*WHAT IS REQUIRED*.
Rewrite the records starting with the line containing "Expected: for every instance of the white tugboat" and going on through the line containing "x=270 y=218", replacing "innermost point" with "central point" and leaving everything else unchanged. Return only those lines.
======== TASK INPUTS ========
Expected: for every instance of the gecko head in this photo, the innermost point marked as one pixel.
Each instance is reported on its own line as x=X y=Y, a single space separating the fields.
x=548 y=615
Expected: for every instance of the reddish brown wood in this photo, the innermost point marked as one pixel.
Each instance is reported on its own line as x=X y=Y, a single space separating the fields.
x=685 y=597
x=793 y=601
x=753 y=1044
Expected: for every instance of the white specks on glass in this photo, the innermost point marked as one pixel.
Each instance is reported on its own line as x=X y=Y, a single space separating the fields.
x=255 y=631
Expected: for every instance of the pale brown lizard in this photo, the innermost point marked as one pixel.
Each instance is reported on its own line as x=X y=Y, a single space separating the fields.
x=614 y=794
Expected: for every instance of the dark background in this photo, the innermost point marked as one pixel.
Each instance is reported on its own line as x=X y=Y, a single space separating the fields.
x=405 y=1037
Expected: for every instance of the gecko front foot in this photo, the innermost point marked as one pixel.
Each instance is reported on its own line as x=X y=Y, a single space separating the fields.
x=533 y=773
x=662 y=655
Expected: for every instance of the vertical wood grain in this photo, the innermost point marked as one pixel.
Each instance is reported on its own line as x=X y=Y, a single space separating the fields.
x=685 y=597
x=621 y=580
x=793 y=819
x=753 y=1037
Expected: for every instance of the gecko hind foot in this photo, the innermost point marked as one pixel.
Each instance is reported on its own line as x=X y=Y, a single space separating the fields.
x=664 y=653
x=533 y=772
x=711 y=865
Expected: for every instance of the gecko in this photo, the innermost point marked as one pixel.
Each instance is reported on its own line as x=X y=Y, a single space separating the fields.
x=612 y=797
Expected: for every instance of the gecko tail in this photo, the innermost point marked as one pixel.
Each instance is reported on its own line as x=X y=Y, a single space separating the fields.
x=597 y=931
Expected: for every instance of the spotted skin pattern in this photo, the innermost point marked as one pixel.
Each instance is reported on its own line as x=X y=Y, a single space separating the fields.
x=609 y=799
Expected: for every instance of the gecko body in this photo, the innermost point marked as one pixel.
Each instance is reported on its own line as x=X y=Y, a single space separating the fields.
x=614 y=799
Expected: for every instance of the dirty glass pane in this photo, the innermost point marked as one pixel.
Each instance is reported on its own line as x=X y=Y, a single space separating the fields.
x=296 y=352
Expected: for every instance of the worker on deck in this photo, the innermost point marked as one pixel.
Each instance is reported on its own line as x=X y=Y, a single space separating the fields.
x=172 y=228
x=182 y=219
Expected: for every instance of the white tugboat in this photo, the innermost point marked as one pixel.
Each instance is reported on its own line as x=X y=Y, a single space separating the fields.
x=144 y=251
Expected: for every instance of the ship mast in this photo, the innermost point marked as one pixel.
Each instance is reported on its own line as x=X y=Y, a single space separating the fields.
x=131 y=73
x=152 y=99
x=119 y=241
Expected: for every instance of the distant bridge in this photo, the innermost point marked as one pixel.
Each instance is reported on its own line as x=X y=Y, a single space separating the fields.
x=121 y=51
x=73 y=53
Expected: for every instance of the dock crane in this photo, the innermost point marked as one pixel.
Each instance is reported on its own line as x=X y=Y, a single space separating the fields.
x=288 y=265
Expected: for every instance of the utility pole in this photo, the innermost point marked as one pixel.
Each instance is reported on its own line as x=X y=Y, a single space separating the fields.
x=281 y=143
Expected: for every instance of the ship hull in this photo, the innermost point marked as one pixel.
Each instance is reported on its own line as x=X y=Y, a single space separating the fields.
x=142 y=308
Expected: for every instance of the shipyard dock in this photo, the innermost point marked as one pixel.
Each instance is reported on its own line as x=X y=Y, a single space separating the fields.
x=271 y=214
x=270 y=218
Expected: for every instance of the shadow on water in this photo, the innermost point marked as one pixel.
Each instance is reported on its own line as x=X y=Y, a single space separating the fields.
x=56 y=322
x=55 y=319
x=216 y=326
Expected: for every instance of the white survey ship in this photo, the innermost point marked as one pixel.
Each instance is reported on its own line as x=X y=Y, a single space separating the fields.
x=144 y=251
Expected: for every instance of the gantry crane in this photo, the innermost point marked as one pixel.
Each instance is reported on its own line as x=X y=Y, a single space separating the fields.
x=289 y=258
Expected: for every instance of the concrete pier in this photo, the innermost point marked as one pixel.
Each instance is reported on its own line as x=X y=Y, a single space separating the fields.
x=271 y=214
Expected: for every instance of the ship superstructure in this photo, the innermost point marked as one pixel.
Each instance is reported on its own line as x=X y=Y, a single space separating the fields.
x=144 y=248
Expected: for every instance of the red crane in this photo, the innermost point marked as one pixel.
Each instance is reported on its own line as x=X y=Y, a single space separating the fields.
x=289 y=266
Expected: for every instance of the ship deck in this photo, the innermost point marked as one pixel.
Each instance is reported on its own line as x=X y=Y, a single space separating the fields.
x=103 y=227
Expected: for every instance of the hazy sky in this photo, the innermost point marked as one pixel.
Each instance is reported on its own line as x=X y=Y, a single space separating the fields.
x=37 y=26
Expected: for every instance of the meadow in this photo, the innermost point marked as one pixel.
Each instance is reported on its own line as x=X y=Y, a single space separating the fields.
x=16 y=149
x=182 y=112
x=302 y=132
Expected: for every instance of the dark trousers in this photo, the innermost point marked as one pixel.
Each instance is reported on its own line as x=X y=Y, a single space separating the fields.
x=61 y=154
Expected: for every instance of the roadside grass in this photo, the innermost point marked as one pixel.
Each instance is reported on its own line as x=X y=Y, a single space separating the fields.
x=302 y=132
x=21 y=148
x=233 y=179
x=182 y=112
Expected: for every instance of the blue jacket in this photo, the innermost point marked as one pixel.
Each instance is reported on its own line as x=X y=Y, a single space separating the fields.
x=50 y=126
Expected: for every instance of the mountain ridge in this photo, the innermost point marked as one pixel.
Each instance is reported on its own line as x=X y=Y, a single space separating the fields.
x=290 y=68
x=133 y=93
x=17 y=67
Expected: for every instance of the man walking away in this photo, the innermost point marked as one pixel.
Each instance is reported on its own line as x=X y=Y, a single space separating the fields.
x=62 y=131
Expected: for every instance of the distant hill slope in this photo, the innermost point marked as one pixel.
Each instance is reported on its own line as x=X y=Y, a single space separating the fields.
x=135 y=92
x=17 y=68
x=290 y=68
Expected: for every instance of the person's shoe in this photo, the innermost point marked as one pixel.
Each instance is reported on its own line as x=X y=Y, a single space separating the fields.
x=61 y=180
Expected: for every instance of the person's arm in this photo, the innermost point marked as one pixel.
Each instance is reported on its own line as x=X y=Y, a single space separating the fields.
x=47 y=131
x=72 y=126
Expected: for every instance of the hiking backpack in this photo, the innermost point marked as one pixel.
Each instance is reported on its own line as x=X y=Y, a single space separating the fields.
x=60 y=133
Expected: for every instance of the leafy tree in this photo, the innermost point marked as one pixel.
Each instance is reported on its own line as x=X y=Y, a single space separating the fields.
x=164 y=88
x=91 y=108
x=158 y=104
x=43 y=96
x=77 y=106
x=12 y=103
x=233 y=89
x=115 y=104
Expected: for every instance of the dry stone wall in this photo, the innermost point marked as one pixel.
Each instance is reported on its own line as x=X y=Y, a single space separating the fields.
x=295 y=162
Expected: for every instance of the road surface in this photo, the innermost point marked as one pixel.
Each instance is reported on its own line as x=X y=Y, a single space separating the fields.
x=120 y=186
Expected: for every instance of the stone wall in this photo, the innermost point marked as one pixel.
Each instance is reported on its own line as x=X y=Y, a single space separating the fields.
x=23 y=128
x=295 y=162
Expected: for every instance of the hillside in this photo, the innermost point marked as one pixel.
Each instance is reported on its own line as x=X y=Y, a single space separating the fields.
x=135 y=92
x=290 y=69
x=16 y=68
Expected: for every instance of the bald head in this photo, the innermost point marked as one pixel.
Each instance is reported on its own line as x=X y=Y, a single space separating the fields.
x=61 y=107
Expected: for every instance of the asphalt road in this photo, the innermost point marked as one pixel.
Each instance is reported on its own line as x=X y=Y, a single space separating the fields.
========
*COMPLETE RESPONSE*.
Expected: for every instance of the white tugboat in this photo, the central point marked as one pixel.
Each instance is reported on its own line as x=X y=Y, a single space separating the fields.
x=144 y=251
Expected: for every instance of the ship mast in this photo, the central point marked as one pixel.
Each instance is reported on its own line as x=X y=Y, a single space separating the fields.
x=131 y=73
x=152 y=99
x=119 y=241
Expected: for every instance of the distant bridge in this photo, the central point marked as one pixel.
Each instance is reported on its own line as x=X y=Y, a single space separating the fields.
x=121 y=51
x=73 y=53
Expected: for every instance of the dock crane in this photo, the central point marked as one pixel.
Each instance is reported on its own line as x=X y=Y, a single space separating the fields.
x=288 y=265
Expected: for every instance of the utility pole in this photo, the central point marked as one pixel.
Each instance is reported on its own line as x=X y=Y, a single space separating the fields.
x=281 y=143
Expected: for every instance of the ship hull in this photo, the central point marked as one pixel.
Each instance is reported on its own line as x=X y=Y, a single space separating the fields.
x=142 y=308
Expected: for every instance of the shipyard dock in this photo, the central point marked as one pixel.
Each instance is reported on its own line as x=X y=Y, a single space separating the fields.
x=271 y=214
x=270 y=218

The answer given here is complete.